> **RECORDS FOR PROCESSING**
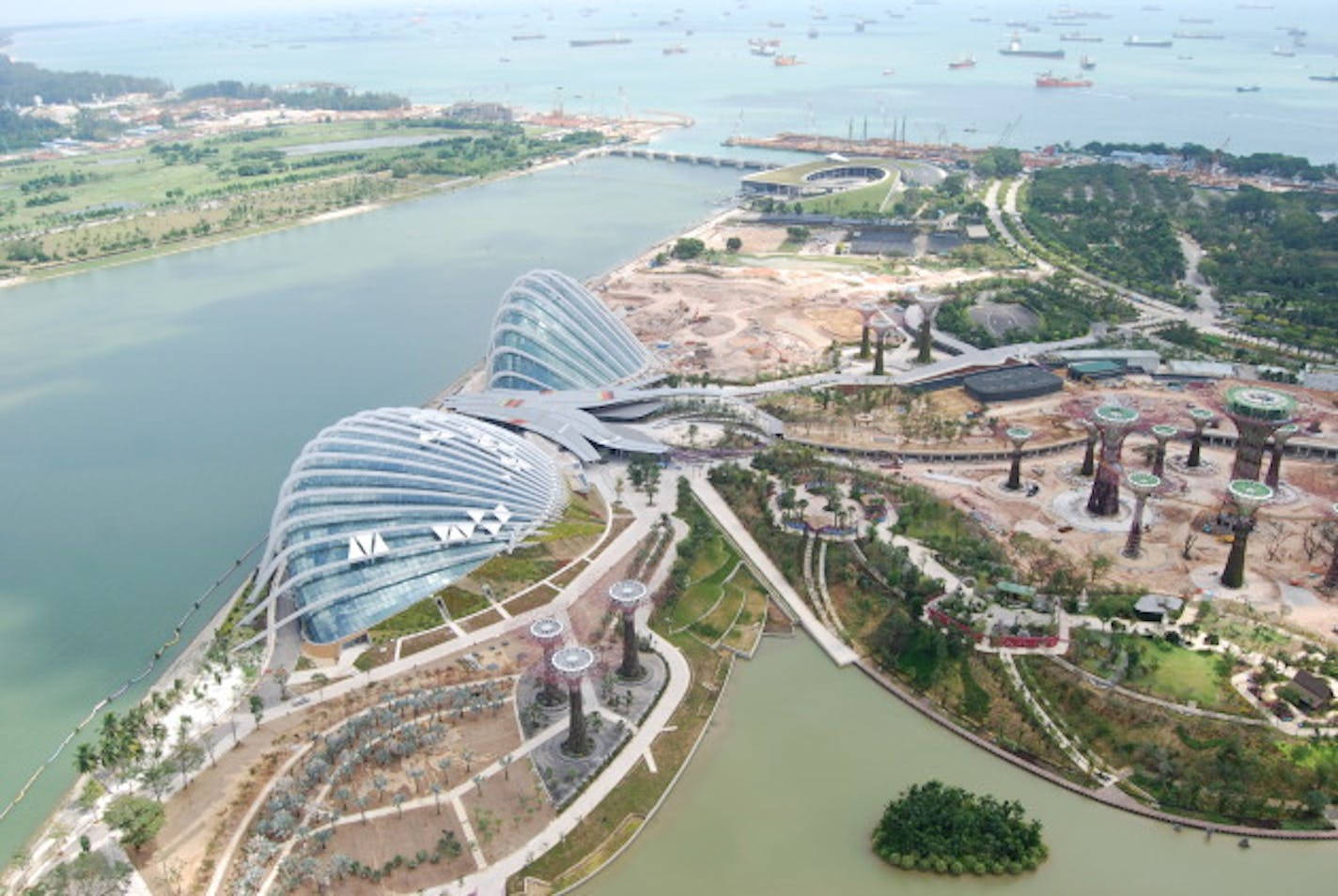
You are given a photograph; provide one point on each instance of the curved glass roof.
(390, 505)
(552, 333)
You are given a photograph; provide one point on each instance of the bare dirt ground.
(510, 810)
(778, 313)
(375, 844)
(201, 817)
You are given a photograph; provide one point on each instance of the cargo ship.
(1015, 48)
(1133, 40)
(599, 41)
(1047, 79)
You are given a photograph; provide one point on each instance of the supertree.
(1249, 496)
(1094, 436)
(571, 663)
(1163, 434)
(1258, 413)
(1281, 436)
(627, 596)
(1201, 417)
(866, 312)
(1019, 436)
(928, 306)
(1142, 486)
(1113, 422)
(548, 631)
(882, 325)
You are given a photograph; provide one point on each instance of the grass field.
(66, 214)
(1161, 669)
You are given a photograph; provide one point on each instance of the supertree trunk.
(1104, 499)
(1015, 471)
(1250, 447)
(1195, 450)
(577, 742)
(926, 343)
(1234, 574)
(630, 668)
(1089, 457)
(1274, 473)
(1133, 545)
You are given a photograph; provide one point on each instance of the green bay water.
(148, 412)
(801, 759)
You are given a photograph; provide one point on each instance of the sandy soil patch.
(375, 844)
(510, 810)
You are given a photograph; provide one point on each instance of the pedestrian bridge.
(688, 158)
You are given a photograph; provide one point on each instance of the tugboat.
(1047, 79)
(1133, 40)
(1015, 48)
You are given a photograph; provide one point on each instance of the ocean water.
(148, 412)
(848, 82)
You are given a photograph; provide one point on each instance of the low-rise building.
(1157, 608)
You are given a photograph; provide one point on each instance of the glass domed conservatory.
(552, 333)
(387, 507)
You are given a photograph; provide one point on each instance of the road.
(1206, 318)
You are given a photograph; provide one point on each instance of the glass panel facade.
(407, 475)
(552, 333)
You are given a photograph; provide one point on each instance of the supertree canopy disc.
(546, 628)
(1143, 483)
(573, 661)
(628, 593)
(1258, 403)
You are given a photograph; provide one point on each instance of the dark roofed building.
(1312, 690)
(1157, 608)
(1012, 382)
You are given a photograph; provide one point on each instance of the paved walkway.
(772, 578)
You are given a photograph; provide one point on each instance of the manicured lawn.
(422, 615)
(1161, 671)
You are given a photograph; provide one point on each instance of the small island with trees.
(949, 830)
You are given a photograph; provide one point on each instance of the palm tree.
(86, 759)
(436, 795)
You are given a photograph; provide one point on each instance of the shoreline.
(289, 224)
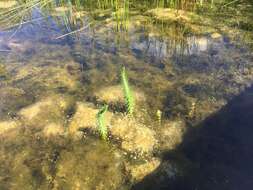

> **JOB**
Retype all of the material above line for line, with every word and number unchanged, and omit the pictures.

> **EXPECTED OUTPUT**
You are given a photograph; provide one point on each instance of the curved glass roof.
(390, 505)
(552, 333)
You are given a photograph; provide one point on each instance of the bare dirt ground.
(510, 810)
(778, 313)
(375, 844)
(201, 817)
You are given a photograph; provide one point on each instance of the cargo ship.
(1015, 48)
(1133, 40)
(599, 41)
(1047, 79)
You are given a photograph; provide one point on each instance of the supertree.
(1249, 496)
(1094, 436)
(571, 663)
(1163, 434)
(1258, 413)
(1281, 436)
(627, 596)
(1201, 417)
(866, 312)
(1019, 436)
(928, 306)
(1142, 486)
(1113, 422)
(548, 631)
(882, 325)
You are given a photograph; provide one point on each instance of the grass field.
(66, 214)
(1161, 669)
You are given a photograph; provide one point on each instance of the supertree trunk.
(1104, 499)
(1015, 471)
(1250, 447)
(1195, 450)
(577, 742)
(926, 343)
(1234, 574)
(630, 668)
(1089, 457)
(1274, 473)
(1133, 545)
You are given a photograph; provide one point on each instance of the green bay water.
(148, 412)
(801, 759)
You are given a photograph; provide one point on each instance of the sandy soil patch.
(375, 844)
(510, 810)
You are given a photograph; provide one point on each instance of the pedestrian bridge.
(688, 158)
You are given a photograph; provide one point on each instance of the tugboat.
(1047, 79)
(1133, 40)
(1015, 48)
You are given a photograph; provide one point on each instance of the ocean water.
(148, 412)
(848, 82)
You are given a photograph; provide one point on each instance of the low-rise building.
(1157, 608)
You are given a photograph; provide one point on each instance of the glass domed conservatory.
(552, 333)
(387, 507)
You are given a photograph; provide one point on each instance of the road.
(1206, 318)
You are given a photograph; provide one point on each instance of the glass panel facade.
(407, 475)
(552, 333)
You are given a photograph; provide one point on each instance of the supertree canopy disc.
(546, 628)
(1143, 483)
(573, 661)
(628, 593)
(1258, 403)
You are given a photograph; provide one point on each instance of the dark roofed building.
(1312, 690)
(1157, 608)
(1012, 382)
You are given a photograph; provide one point on each instance of the paved walkway.
(772, 578)
You are given a photograph; provide one point on each instance of the manicured lawn.
(422, 615)
(1161, 671)
You are given a photograph; provide one point on each instance of the small island with trees.
(949, 830)
You are given a photograph; provide one point on each instance of the palm tree.
(86, 759)
(436, 795)
You are given a photograph; provide one point on each instance of the shoreline.
(289, 224)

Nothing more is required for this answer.